Text block>
┏━━

Common Section 280 strategies
As I mentioned in my first article, the first approach derived from Californians Helping to Alleviate Medical Problems, Inc. (CHAMP) v. Commissioner. In this Tax Court Case, the California-based marijuana dispensary provided marijuana to its patients, but also provided non-cannabis services, including counseling and caregiving services for its patients. This allowed the company to fully deduct the expenses associated with those practices.
A common and basic strategy for a dispensary is to offer another service alongside its dispensary. You then allocate expenses between the dispensary and the other activity. However, what was learned in the Olive v. Commissioner case is that you simply cannot throw two things together and say that they are separate businesses under one roof.
I have heard of a strategy whereby a dispensary would sell cannabis and also sell hats and t-shirts. The allocation of the expenses were 80 percent t-shirts and hats, to 20 percent dispensary. But, unlike that sort of arrangement, you need a business that compliments a dispensary. For instance, medical cannabis and caregiving go together. Recreational marijuana and food go together. Then you have to make sure you are not allocating so much more on the non-cannabis side of the business that it ceases to make sense — then the question would arise: why do you have a dispensary at all?
Another way to look at it
Before going further, I want to mention that this idea does need some work and should not be considered bulletproof.
If you are in the medical cannabis industry, why not charge a monthly fee for caregiving services commensurate with the patient’s diagnosis? You could offer different packages like Silver, Gold, and Platinum. If the patient is prescribed a potent and more expensive strain of cannabis, you simply charge them more for the caregiving. The cannabis you just give away alongside the caregiving services.
Before you think that I’ve lost my mind, stay with me. You are providing caregiving services as a way to deduct your business expenses. What does the patient want most of the time? They just want the cannabis. So, you enter into a contract with the patient that says you will provide these caregiving services, charge them a fee, and give them the cannabis for no charge.

┗━━

Questions on the material>
a) Answer these questions about the Section 280 strategies text:
(i) Besides marijuana, what services did the dispensary in the CHAMP case provide to its patients?
(ii) How were expenses split in the hats and t-shirts strategy?
(iii) Under the proposed contract with the patient, what is given for no charge?
b) Which package names does the Section 280 strategies text suggest for caregiving services? List all of them.
c) Proceed with the Section 280 strategies text, picking up right after its final sentence.

Saved data entries
┏━━

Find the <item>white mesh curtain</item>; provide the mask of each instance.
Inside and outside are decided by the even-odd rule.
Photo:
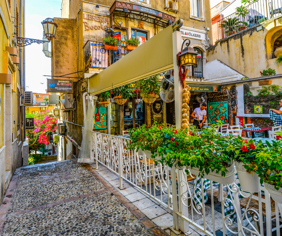
[[[85,118],[84,127],[82,134],[82,142],[81,147],[78,155],[78,162],[90,163],[94,162],[94,160],[90,158],[90,151],[91,150],[91,139],[93,138],[91,132],[93,129],[94,124],[94,111],[96,107],[96,101],[92,100],[94,104],[92,105],[90,100],[87,100],[88,104],[87,106],[86,119]]]

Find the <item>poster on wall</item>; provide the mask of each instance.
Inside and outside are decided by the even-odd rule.
[[[107,108],[100,107],[96,108],[94,116],[93,129],[107,128]]]
[[[208,103],[208,123],[216,124],[221,120],[224,124],[228,123],[228,101]]]
[[[256,105],[254,106],[254,114],[262,114],[262,106],[261,105]]]
[[[91,67],[105,69],[108,67],[108,50],[105,50],[102,43],[90,44],[91,57],[89,62]]]

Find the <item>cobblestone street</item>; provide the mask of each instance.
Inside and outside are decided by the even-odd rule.
[[[52,164],[15,172],[0,208],[2,235],[163,235],[89,165]]]

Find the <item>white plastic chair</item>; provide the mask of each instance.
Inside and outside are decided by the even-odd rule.
[[[282,127],[282,125],[278,125],[278,126],[273,126],[271,127],[271,131],[277,131],[277,130],[280,130],[281,129],[281,127]]]
[[[279,135],[278,133],[277,133],[276,134],[275,134],[275,133],[276,133],[278,131],[279,131],[276,130],[274,131],[268,131],[268,136],[269,137],[269,138],[276,138],[276,136]]]
[[[238,129],[228,129],[226,132],[228,134],[232,134],[232,135],[240,135],[242,136],[242,130]]]
[[[224,124],[220,126],[220,132],[227,132],[228,130],[228,127],[229,126],[229,124]]]

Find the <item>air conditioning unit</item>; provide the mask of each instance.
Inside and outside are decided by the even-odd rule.
[[[33,93],[32,92],[30,91],[24,91],[23,92],[23,101],[22,100],[22,105],[32,105],[32,97]]]
[[[65,126],[64,125],[60,125],[59,131],[61,134],[64,134]]]

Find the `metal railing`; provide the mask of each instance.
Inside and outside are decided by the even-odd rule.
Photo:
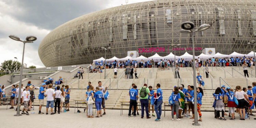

┗━━

Answers for the exercise>
a)
(i) Counseling and caregiving services.
(ii) 80 percent to t-shirts and hats and 20 percent to the dispensary.
(iii) The cannabis.

b) Silver, Gold, Platinum

c)
Will the patients take part in the caregiving services? Some will, but for this to work, you would have to make a requirement that the patient attend so many appointments to get their cannabis. They can simply do a certain thing every month when they come to pick up their supply and that would fulfill the contract.
What do you need to employ this method? A good accountant that understands the strategy, an attorney that can write the caregiving contracts, and an attorney/accountant team that can offer ongoing consulting services.
If we go back to the successful CHAMP Tax Court Case, this was their basic concept, but I tweaked it a little bit. They were charging for both the cannabis and the caregiving expenses. You are charging more for caregiving expenses than what would cover the price of the cannabis, but you are effectively giving away the cannabis. Conceivably, you are no longer stymied by Section 280E because you aren’t selling an illegal Schedule I drug; you are selling caregiving expenses and just giving away the cannabis.
You would still have to have a license as a dispensary. That wouldn’t change. However, depending on how your state has written the cannabis laws, this strategy may get you out of the oppressive state taxes on cannabis. Remember that you aren’t selling it. You are offering a caregiving service that may or may not include free cannabis.
NOTE: there is NO case law that supports this. This is simply one person looking at caregiving, cannabis, and other therapies from a holistic medicine approach.
Will you be audited?
Any strategy you employ to avoid Section 280E will open you up to scrutiny by the IRS. You need good professional help in employing the strategies listed in this article.